Problem description: Please copy each line in the records below that contains the string "gull".

-- Input for this task follows --

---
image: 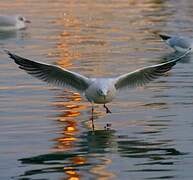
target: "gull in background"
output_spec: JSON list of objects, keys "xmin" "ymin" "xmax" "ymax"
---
[
  {"xmin": 159, "ymin": 34, "xmax": 193, "ymax": 52},
  {"xmin": 5, "ymin": 49, "xmax": 190, "ymax": 130},
  {"xmin": 0, "ymin": 15, "xmax": 30, "ymax": 31}
]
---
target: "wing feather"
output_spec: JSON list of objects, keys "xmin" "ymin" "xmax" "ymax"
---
[
  {"xmin": 6, "ymin": 51, "xmax": 91, "ymax": 92},
  {"xmin": 114, "ymin": 49, "xmax": 190, "ymax": 90}
]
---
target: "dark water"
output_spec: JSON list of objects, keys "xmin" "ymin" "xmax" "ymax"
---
[{"xmin": 1, "ymin": 0, "xmax": 193, "ymax": 179}]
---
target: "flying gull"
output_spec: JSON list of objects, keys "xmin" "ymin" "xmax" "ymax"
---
[{"xmin": 5, "ymin": 49, "xmax": 190, "ymax": 130}]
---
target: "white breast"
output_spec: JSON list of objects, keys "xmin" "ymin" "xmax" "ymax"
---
[{"xmin": 84, "ymin": 79, "xmax": 116, "ymax": 104}]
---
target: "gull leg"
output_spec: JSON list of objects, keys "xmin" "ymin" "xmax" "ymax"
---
[
  {"xmin": 91, "ymin": 104, "xmax": 95, "ymax": 131},
  {"xmin": 103, "ymin": 104, "xmax": 111, "ymax": 113}
]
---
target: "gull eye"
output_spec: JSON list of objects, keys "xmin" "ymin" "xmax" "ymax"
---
[
  {"xmin": 97, "ymin": 89, "xmax": 103, "ymax": 95},
  {"xmin": 18, "ymin": 16, "xmax": 24, "ymax": 21}
]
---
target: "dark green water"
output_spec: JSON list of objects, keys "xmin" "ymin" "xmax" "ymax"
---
[{"xmin": 1, "ymin": 0, "xmax": 193, "ymax": 179}]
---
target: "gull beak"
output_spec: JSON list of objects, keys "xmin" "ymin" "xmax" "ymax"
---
[{"xmin": 25, "ymin": 20, "xmax": 31, "ymax": 23}]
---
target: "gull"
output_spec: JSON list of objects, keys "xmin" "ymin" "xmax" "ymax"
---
[
  {"xmin": 159, "ymin": 34, "xmax": 193, "ymax": 52},
  {"xmin": 0, "ymin": 15, "xmax": 30, "ymax": 31},
  {"xmin": 5, "ymin": 49, "xmax": 190, "ymax": 130}
]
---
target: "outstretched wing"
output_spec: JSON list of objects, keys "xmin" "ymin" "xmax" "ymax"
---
[
  {"xmin": 168, "ymin": 36, "xmax": 192, "ymax": 49},
  {"xmin": 114, "ymin": 49, "xmax": 190, "ymax": 90},
  {"xmin": 159, "ymin": 34, "xmax": 191, "ymax": 49},
  {"xmin": 6, "ymin": 51, "xmax": 91, "ymax": 92}
]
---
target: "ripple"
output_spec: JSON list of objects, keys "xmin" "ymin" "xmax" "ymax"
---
[{"xmin": 1, "ymin": 0, "xmax": 193, "ymax": 179}]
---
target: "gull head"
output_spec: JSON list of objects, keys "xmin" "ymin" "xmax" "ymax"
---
[
  {"xmin": 97, "ymin": 88, "xmax": 109, "ymax": 99},
  {"xmin": 94, "ymin": 85, "xmax": 114, "ymax": 103},
  {"xmin": 17, "ymin": 15, "xmax": 31, "ymax": 23},
  {"xmin": 16, "ymin": 15, "xmax": 31, "ymax": 29},
  {"xmin": 85, "ymin": 79, "xmax": 116, "ymax": 104}
]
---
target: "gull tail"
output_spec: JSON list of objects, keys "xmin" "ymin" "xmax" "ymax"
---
[{"xmin": 159, "ymin": 34, "xmax": 171, "ymax": 41}]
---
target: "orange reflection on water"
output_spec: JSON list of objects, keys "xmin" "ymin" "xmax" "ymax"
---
[
  {"xmin": 51, "ymin": 89, "xmax": 88, "ymax": 154},
  {"xmin": 53, "ymin": 116, "xmax": 79, "ymax": 151},
  {"xmin": 51, "ymin": 9, "xmax": 86, "ymax": 151},
  {"xmin": 90, "ymin": 158, "xmax": 115, "ymax": 180},
  {"xmin": 63, "ymin": 156, "xmax": 87, "ymax": 180},
  {"xmin": 54, "ymin": 13, "xmax": 82, "ymax": 28},
  {"xmin": 65, "ymin": 111, "xmax": 81, "ymax": 117},
  {"xmin": 52, "ymin": 90, "xmax": 89, "ymax": 179},
  {"xmin": 71, "ymin": 156, "xmax": 87, "ymax": 165},
  {"xmin": 64, "ymin": 167, "xmax": 80, "ymax": 180},
  {"xmin": 54, "ymin": 100, "xmax": 86, "ymax": 120}
]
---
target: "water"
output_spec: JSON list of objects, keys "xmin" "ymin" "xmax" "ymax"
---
[{"xmin": 1, "ymin": 0, "xmax": 193, "ymax": 179}]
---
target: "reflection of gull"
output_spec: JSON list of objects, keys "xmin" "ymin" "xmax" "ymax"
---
[
  {"xmin": 0, "ymin": 15, "xmax": 30, "ymax": 31},
  {"xmin": 6, "ymin": 50, "xmax": 190, "ymax": 130},
  {"xmin": 0, "ymin": 31, "xmax": 17, "ymax": 40},
  {"xmin": 159, "ymin": 34, "xmax": 193, "ymax": 52}
]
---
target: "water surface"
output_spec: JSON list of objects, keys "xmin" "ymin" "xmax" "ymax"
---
[{"xmin": 1, "ymin": 0, "xmax": 193, "ymax": 179}]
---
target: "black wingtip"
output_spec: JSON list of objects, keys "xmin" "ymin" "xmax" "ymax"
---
[
  {"xmin": 4, "ymin": 50, "xmax": 21, "ymax": 63},
  {"xmin": 4, "ymin": 49, "xmax": 13, "ymax": 58},
  {"xmin": 159, "ymin": 34, "xmax": 171, "ymax": 41},
  {"xmin": 4, "ymin": 49, "xmax": 10, "ymax": 54}
]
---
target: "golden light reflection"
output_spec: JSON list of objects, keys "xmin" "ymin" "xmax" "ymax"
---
[
  {"xmin": 62, "ymin": 156, "xmax": 87, "ymax": 180},
  {"xmin": 90, "ymin": 158, "xmax": 115, "ymax": 180},
  {"xmin": 50, "ymin": 10, "xmax": 91, "ymax": 156},
  {"xmin": 1, "ymin": 0, "xmax": 183, "ymax": 179},
  {"xmin": 71, "ymin": 156, "xmax": 87, "ymax": 165},
  {"xmin": 52, "ymin": 105, "xmax": 81, "ymax": 152},
  {"xmin": 68, "ymin": 177, "xmax": 79, "ymax": 180},
  {"xmin": 64, "ymin": 156, "xmax": 87, "ymax": 180},
  {"xmin": 50, "ymin": 9, "xmax": 87, "ymax": 154},
  {"xmin": 52, "ymin": 92, "xmax": 86, "ymax": 179},
  {"xmin": 51, "ymin": 25, "xmax": 89, "ymax": 177},
  {"xmin": 63, "ymin": 167, "xmax": 80, "ymax": 180}
]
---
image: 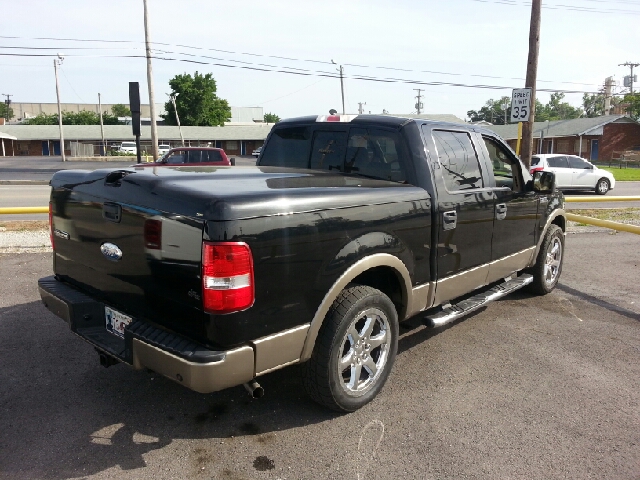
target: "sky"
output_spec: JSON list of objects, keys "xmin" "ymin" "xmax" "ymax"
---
[{"xmin": 1, "ymin": 0, "xmax": 639, "ymax": 122}]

-- Input for this task concluded --

Problem solution:
target: "gull in background"
target: "flying gull"
target: "gull leg"
target: "gull eye"
target: "gull beak"
target: "gull"
target: "gull head"
target: "gull tail"
target: "reflection of gull"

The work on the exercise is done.